THE TASK: In the listing below, find the line containing "on ground in the photo above.". Write out that line and every line after it to the end, exactly and only those.

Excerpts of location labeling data
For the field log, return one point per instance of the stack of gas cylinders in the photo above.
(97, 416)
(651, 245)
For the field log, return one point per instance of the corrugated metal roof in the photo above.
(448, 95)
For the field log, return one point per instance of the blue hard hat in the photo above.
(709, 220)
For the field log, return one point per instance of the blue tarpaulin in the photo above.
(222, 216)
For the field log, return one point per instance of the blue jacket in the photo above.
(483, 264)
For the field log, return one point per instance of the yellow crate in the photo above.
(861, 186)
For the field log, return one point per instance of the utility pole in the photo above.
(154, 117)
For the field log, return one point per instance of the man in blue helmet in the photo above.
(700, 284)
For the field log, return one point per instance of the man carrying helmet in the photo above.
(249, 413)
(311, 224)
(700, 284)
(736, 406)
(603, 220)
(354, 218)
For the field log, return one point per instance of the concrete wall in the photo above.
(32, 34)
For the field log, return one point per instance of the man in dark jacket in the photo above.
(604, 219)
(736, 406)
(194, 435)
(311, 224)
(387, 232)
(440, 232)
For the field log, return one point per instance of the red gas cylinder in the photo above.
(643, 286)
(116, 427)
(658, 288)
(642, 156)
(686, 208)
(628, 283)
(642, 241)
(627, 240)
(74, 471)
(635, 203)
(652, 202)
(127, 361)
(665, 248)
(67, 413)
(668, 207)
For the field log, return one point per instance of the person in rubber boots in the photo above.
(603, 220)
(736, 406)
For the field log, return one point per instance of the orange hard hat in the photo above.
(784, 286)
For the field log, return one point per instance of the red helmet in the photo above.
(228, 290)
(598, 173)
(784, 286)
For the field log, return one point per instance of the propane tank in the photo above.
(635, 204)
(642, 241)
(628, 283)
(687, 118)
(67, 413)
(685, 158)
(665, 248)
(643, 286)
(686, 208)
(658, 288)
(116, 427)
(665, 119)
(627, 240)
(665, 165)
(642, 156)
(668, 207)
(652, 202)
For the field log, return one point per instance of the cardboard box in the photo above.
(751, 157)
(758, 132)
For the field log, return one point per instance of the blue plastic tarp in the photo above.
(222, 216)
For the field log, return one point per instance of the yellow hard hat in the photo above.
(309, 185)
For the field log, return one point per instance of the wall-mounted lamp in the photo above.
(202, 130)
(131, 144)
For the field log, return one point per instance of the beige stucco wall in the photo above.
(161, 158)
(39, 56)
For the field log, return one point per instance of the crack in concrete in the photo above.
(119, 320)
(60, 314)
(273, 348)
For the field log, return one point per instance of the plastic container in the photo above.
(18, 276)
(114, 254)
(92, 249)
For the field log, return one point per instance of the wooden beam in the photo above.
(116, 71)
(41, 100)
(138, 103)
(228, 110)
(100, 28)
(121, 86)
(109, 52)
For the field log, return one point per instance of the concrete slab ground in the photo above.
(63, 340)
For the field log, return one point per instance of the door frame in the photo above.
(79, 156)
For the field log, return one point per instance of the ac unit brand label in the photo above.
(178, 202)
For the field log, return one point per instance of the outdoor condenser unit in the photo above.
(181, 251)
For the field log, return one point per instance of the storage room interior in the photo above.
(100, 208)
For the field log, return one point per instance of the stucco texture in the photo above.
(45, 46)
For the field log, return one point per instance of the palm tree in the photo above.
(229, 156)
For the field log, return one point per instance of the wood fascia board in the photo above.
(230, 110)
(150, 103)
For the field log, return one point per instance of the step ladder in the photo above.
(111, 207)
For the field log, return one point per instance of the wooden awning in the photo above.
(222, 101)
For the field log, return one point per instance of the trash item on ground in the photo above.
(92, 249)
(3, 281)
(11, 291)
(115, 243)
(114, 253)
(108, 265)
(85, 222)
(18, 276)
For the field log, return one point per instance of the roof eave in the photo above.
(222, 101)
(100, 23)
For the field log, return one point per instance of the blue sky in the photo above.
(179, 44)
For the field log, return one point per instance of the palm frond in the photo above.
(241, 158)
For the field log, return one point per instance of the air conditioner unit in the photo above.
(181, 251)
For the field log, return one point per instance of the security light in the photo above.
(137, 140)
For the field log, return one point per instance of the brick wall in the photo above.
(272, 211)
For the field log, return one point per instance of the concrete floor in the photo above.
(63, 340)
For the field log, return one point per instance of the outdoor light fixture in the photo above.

FINAL RESULT:
For the field log, return one point per instance of the trash item on ground in the photo above.
(92, 249)
(3, 281)
(11, 291)
(115, 243)
(114, 253)
(108, 265)
(85, 222)
(18, 276)
For the field log, return one point per instance of the roof eave in the photo above.
(222, 101)
(100, 23)
For the field log, return one point per instance of the blue sky in the photo above.
(179, 44)
For the field log, return one point per instance of the palm frond in the photo above.
(241, 158)
For the field log, return one point per instance of the air conditioner unit in the photo above.
(181, 251)
For the field log, return one point per instance of the security light in the photo above.
(137, 140)
For the field log, return one point per instance of the brick wall in the photo above.
(272, 211)
For the field log, return one point per instance of the concrete floor in the photo above.
(63, 340)
For the field log, return one point per instance of the outdoor light fixture in the photo above.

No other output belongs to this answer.